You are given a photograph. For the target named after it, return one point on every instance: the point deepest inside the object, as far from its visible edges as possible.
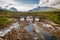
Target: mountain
(44, 9)
(13, 9)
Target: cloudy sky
(50, 3)
(25, 5)
(21, 5)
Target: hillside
(44, 9)
(6, 15)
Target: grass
(4, 15)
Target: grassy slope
(4, 15)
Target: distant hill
(13, 9)
(44, 9)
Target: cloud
(18, 5)
(50, 3)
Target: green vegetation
(4, 15)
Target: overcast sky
(21, 5)
(25, 5)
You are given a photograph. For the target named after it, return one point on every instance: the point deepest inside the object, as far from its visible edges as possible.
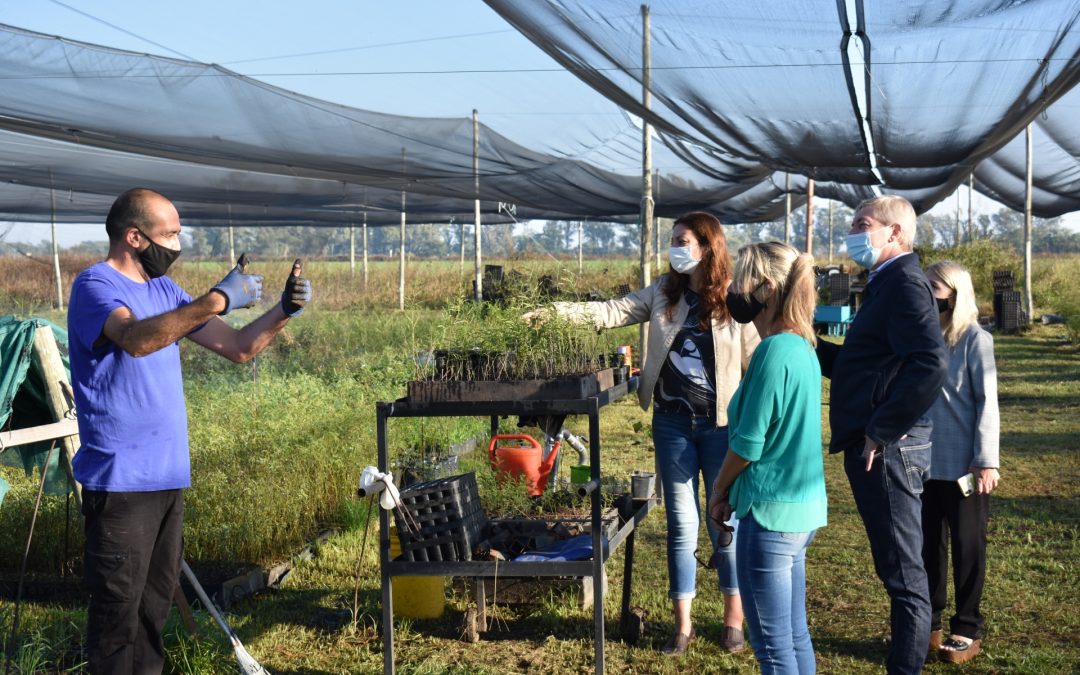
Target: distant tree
(498, 240)
(599, 238)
□ □ □ □ □ □ □
Exercise details:
Rewrite all the records, changing every "photograph" to "image" and leaving everything else the same. Leave the pictures out.

Output below:
You are given a image. For the target named after it, return one point on every instance: the point deepest inside the object, as far from its visible edges as possible.
Target: mountain
(44, 9)
(13, 9)
Target: cloudy sky
(50, 3)
(25, 5)
(21, 5)
Target: hillside
(44, 9)
(6, 15)
Target: grass
(4, 15)
Target: grassy slope
(4, 15)
Target: distant hill
(13, 9)
(44, 9)
Target: cloud
(18, 5)
(50, 3)
Target: green vegetation
(4, 15)
Target: overcast sky
(21, 5)
(25, 5)
You are given a image. For the target named after it, return one point on every instance: the point deepest inside the object, as far from its visible edges as possible.
Target: distant tree
(498, 240)
(599, 238)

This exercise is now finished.